START INFORMATION GIVEN
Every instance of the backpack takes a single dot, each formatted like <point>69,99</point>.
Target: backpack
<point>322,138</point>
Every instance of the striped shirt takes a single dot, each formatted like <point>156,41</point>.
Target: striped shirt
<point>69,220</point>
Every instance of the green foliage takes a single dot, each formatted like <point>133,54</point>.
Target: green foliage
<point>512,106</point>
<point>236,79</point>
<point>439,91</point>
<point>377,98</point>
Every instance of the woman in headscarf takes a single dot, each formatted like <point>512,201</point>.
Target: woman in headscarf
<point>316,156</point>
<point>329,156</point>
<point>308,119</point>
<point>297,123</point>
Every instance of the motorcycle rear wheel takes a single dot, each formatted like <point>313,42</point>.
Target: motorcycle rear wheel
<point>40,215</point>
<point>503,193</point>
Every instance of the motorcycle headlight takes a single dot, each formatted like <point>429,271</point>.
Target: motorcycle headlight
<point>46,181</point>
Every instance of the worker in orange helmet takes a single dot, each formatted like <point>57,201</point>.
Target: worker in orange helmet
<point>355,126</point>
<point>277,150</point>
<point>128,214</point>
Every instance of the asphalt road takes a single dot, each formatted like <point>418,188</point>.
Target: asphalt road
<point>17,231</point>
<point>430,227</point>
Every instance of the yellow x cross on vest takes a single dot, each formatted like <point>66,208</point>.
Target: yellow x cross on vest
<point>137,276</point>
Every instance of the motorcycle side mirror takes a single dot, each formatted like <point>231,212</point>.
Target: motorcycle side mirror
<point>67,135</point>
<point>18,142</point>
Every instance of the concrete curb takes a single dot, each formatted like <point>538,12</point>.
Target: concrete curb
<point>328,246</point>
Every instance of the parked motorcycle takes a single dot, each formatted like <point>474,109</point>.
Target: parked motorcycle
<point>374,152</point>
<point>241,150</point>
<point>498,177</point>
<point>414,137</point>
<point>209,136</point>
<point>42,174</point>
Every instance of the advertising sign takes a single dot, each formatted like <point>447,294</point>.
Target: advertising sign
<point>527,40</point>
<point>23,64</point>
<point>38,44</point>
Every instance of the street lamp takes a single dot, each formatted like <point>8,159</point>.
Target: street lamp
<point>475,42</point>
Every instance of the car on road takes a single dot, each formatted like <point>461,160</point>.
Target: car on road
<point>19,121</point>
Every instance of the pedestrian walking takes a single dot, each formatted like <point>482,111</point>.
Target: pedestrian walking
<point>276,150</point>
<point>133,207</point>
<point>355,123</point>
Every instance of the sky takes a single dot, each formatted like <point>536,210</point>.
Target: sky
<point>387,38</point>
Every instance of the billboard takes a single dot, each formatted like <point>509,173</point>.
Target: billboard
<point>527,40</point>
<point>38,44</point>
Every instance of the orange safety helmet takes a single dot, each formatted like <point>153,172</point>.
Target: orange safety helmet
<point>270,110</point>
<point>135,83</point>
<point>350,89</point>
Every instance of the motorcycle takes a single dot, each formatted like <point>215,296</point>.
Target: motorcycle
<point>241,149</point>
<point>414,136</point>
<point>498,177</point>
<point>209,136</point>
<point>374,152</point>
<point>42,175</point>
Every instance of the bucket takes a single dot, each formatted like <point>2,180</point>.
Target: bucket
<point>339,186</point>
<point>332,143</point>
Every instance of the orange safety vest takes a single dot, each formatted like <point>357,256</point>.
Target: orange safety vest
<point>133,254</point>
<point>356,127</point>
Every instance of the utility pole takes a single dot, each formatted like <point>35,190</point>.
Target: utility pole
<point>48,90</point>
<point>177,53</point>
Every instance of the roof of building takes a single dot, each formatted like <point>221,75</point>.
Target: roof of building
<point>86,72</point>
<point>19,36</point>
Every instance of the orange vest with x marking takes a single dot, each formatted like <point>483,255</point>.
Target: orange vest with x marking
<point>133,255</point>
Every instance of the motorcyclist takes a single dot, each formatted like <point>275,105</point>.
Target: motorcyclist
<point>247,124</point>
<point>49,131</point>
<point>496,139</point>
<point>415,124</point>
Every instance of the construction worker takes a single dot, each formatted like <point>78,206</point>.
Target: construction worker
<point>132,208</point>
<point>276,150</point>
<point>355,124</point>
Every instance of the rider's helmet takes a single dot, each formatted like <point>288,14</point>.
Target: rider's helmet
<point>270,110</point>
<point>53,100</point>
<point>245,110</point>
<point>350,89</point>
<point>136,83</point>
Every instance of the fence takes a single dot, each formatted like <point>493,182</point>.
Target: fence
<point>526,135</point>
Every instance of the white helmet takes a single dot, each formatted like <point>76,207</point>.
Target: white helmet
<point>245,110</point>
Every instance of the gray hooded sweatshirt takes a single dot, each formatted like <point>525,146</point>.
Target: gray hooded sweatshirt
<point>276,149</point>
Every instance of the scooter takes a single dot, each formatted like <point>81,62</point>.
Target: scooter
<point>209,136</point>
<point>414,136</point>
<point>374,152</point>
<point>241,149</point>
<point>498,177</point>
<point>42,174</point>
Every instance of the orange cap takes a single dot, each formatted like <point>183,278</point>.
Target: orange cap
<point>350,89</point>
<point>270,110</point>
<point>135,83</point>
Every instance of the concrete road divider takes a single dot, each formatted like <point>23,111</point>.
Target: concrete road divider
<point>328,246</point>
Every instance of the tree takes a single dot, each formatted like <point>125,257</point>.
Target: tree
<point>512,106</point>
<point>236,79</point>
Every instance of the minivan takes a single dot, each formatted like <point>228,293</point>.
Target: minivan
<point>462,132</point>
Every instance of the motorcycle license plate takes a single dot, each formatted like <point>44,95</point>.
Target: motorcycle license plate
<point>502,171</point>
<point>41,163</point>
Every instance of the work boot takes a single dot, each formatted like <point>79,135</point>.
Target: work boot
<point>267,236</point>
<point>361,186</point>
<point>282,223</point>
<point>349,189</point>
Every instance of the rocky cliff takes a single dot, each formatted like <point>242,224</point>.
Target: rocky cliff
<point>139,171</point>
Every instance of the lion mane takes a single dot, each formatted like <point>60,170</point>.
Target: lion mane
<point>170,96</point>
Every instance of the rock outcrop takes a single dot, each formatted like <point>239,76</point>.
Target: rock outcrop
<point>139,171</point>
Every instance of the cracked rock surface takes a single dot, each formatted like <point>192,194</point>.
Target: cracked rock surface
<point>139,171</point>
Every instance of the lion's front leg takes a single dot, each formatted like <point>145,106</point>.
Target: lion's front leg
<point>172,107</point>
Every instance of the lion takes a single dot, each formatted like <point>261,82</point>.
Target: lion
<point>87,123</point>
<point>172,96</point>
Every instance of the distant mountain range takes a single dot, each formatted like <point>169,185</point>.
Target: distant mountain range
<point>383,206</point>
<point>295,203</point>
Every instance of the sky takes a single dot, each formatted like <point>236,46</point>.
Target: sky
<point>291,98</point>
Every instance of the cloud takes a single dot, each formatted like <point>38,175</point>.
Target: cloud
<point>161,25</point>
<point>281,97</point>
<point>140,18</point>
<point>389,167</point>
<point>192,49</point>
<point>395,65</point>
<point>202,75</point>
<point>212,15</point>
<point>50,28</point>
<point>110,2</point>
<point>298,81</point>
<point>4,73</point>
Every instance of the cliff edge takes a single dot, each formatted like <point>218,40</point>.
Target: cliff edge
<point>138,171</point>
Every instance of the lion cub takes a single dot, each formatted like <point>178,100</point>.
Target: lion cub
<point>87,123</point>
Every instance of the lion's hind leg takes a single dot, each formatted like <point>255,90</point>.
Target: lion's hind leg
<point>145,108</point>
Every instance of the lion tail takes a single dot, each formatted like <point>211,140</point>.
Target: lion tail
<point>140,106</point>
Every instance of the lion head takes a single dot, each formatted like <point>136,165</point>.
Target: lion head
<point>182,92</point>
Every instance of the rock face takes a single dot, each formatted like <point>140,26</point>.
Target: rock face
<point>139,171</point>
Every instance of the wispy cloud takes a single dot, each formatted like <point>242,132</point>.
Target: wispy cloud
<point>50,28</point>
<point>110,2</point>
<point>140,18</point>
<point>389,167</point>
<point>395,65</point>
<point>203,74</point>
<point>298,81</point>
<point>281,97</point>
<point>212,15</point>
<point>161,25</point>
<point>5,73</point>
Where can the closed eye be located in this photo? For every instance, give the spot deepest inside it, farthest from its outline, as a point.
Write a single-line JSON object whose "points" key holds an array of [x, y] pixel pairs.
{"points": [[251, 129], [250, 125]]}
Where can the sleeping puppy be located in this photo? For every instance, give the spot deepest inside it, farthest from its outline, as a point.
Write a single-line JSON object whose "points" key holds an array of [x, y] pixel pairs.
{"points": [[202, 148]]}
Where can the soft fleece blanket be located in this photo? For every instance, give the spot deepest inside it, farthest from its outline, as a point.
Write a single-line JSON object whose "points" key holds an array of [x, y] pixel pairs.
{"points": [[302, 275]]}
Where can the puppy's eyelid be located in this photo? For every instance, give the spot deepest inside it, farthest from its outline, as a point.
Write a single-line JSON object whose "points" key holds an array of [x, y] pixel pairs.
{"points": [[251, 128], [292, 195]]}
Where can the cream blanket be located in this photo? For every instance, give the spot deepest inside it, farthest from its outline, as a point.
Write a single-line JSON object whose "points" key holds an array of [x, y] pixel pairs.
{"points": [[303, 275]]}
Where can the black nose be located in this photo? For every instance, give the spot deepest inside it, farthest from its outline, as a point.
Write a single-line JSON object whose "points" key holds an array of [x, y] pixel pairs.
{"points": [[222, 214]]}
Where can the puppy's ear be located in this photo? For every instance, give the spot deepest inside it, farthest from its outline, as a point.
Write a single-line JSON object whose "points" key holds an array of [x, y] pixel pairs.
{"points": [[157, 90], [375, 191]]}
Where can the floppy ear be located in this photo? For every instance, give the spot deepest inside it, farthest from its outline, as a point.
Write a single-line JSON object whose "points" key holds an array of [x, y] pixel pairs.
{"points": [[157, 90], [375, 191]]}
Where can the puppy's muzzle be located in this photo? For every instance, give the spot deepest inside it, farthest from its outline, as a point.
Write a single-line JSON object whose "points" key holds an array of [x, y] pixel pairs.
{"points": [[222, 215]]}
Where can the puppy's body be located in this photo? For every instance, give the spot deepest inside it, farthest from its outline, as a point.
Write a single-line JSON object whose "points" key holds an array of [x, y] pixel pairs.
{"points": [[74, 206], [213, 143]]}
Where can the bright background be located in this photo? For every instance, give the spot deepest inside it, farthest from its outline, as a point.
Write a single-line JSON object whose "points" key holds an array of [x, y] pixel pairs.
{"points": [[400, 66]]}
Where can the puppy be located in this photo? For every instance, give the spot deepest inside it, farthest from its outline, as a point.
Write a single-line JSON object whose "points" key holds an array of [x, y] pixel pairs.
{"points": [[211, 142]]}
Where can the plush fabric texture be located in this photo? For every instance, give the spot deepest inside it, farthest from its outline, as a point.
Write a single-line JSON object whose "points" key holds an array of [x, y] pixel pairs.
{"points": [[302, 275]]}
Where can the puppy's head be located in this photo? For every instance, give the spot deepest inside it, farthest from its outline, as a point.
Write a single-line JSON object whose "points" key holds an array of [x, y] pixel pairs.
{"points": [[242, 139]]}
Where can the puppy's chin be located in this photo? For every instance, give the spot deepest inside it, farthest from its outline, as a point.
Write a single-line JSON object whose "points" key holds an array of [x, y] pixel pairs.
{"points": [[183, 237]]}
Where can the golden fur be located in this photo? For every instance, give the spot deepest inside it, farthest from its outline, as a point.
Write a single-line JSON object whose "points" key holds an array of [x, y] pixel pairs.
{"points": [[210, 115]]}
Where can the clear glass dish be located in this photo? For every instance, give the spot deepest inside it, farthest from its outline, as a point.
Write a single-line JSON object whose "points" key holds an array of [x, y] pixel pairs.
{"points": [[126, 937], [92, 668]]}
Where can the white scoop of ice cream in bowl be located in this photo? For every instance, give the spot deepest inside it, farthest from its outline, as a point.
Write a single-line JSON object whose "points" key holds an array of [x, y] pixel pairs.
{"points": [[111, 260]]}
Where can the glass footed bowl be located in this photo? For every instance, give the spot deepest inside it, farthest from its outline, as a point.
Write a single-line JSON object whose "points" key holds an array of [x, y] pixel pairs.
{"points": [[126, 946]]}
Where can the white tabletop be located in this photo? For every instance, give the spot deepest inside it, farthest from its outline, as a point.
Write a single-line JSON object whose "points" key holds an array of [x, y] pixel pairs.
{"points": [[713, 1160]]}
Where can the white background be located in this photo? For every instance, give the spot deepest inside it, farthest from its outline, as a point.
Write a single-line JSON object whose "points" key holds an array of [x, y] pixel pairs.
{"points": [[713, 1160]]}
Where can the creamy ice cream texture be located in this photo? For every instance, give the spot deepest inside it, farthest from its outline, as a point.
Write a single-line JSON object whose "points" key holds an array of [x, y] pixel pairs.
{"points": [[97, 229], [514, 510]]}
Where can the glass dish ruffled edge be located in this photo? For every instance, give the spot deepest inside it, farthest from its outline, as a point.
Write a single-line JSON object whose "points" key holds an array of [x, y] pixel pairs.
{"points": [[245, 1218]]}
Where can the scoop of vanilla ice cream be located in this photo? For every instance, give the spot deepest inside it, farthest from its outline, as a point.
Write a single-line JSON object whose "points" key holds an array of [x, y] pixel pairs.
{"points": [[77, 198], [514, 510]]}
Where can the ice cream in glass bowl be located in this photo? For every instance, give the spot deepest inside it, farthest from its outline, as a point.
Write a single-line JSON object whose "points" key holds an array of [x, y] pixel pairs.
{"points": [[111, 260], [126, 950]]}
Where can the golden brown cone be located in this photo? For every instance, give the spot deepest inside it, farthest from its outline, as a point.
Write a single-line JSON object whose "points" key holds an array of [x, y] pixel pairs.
END INFORMATION GIVEN
Set down verbatim only the lines between the start of the data above and the line with "Every instance of the parked", both boundaries included.

RESULT FOR THIS EXERCISE:
Every instance of the backpack takes a single dot, each formatted like <point>69,99</point>.
Target: backpack
<point>322,138</point>
Every instance of the striped shirt takes a single dot, each formatted like <point>156,41</point>.
Target: striped shirt
<point>69,220</point>
Every instance of the green foliage takes a single dot, each formatted like <point>133,54</point>.
Target: green foliage
<point>512,106</point>
<point>236,79</point>
<point>439,91</point>
<point>377,98</point>
Every instance of the woman in headscarf takes a single dot, each formatted like <point>512,201</point>.
Target: woman in headscarf
<point>316,156</point>
<point>329,156</point>
<point>308,119</point>
<point>297,123</point>
Every instance of the motorcycle rear wheel takes a single dot, each formatted like <point>313,42</point>.
Target: motorcycle rear wheel
<point>40,215</point>
<point>503,193</point>
Every instance of the motorcycle headlight takes a single dot, each formatted like <point>429,271</point>.
Target: motorcycle headlight
<point>46,181</point>
Every instance of the worker in orange helmet takes a single dot, each formatted like <point>57,201</point>.
Target: worker in orange helmet
<point>355,126</point>
<point>277,150</point>
<point>128,214</point>
Every instance of the asphalt road takes a single dot, each formatted like <point>418,188</point>.
Target: asphalt road
<point>17,231</point>
<point>430,227</point>
Every instance of the yellow x cross on vest takes a single dot, each formatted like <point>66,208</point>.
Target: yellow x cross on vest
<point>137,276</point>
Every instance of the motorcycle side mirror takes a single dot, each formatted like <point>231,212</point>.
Target: motorcycle side mirror
<point>67,135</point>
<point>18,142</point>
Every instance of the concrete curb takes a single dot, each formatted like <point>538,12</point>.
Target: concrete curb
<point>328,246</point>
Every instance of the parked motorcycle takes a single dot, each formatted like <point>474,109</point>.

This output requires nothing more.